■ Document section:
══════════
One thing to beware of is that many (not all) of the zoom lenses are advertised as working in the macro range, and this usually means that they can work a little outside the normal range for such lenses, but they don't work anywhere near as well as a macro lens designed specifically for that purpose. On the lens barrel of such lenses, there's often a colored stripe at the close-focus end, marked "Macro". Before buying one of these and thinking that you've got a real macro lens, compare it to a standard, fixed-focal length macro lens. (Hint: a real macro lens will not have "Macro" printed on a portion of the focus ring.)
There are other things that a macro lens may be optimized for. One type of lens is called "flat field", and this means that it is in focus on a planar area. If you want to take pictures of flat things, like pages of a book, or other photos, or coins, or paintings, you'll want a flat field lens. Other lenses are exactly in focus on a curved surface in space. Since the vast majority of photographic subjects aren't flat, it doesn't matter much whether most lenses are flat-field -- you'll just look through the viewfinder and make the best possible tradeoff. But if you're shooting a printed page, it's a real bummer to have the words in the center readable while those at the edges are not.
══════════
■ Record extracts:

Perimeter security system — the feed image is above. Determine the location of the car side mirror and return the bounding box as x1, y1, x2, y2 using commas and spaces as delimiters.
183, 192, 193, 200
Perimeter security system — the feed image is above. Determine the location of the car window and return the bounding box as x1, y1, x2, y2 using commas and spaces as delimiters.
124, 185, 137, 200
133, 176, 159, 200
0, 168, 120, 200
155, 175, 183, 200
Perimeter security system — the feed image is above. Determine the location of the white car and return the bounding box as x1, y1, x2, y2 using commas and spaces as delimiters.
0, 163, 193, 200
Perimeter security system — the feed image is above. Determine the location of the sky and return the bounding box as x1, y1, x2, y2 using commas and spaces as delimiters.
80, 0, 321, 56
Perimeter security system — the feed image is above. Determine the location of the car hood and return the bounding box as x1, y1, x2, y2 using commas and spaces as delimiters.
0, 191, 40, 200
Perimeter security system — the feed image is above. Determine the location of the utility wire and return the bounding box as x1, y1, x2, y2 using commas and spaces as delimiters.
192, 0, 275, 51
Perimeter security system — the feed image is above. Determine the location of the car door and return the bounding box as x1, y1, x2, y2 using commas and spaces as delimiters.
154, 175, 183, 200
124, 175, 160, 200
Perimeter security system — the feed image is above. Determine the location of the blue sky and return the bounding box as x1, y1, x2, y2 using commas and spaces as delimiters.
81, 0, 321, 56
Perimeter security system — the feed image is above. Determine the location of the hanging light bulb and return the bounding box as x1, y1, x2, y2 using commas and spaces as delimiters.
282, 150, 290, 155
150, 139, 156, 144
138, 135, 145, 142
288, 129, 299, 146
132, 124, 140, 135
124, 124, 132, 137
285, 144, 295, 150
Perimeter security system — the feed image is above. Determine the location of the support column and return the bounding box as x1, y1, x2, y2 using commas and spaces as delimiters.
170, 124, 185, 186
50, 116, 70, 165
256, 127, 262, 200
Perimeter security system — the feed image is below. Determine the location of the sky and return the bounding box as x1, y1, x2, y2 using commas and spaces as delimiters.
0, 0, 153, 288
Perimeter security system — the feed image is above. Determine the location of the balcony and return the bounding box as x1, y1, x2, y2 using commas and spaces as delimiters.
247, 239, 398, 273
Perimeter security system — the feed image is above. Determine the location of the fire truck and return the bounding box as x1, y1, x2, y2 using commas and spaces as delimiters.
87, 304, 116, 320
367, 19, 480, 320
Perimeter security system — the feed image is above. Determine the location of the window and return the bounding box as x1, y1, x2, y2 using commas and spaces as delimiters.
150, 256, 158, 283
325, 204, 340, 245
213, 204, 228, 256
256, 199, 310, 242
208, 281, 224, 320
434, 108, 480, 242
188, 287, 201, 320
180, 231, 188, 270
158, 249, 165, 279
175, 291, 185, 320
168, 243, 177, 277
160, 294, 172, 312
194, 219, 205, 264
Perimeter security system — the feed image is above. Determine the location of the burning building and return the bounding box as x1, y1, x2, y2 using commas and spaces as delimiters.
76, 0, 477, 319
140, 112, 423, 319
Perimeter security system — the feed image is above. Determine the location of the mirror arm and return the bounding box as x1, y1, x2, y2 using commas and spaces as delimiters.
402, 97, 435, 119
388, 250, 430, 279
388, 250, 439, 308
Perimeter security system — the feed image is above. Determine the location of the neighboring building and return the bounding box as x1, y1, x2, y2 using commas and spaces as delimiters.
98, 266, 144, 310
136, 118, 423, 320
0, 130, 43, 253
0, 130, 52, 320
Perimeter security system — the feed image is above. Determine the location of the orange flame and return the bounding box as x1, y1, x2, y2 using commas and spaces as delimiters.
══════════
■ Set of tasks:
**a)** Decide whether each statement below agrees with the passage on macro lenses, answering yes or no and quoting the words of the passage that settle it. (i) All zoom lenses are advertised as working in the macro range. (ii) A flat field lens is in focus on a planar area. (iii) A real macro lens has "Macro" printed on a portion of its focus ring.
**b)** Reproduce the passage on macro lenses word for word, starting with "One thing to" and going on through "the focus ring.)".

■ Answers for this exercise:
**a)**
(i) No: "many (not all) of the zoom lenses are advertised as working in the macro range"
(ii) Yes: "this means that it is in focus on a planar area"
(iii) No: "a real macro lens will not have "Macro" printed on a portion of the focus ring"

**b)**
One thing to beware of is that many (not all) of the zoom lenses are advertised as working in the macro range, and this usually means that they can work a little outside the normal range for such lenses, but they don't work anywhere near as well as a macro lens designed specifically for that purpose. On the lens barrel of such lenses, there's often a colored stripe at the close-focus end, marked "Macro". Before buying one of these and thinking that you've got a real macro lens, compare it to a standard, fixed-focal length macro lens. (Hint: a real macro lens will not have "Macro" printed on a portion of the focus ring.)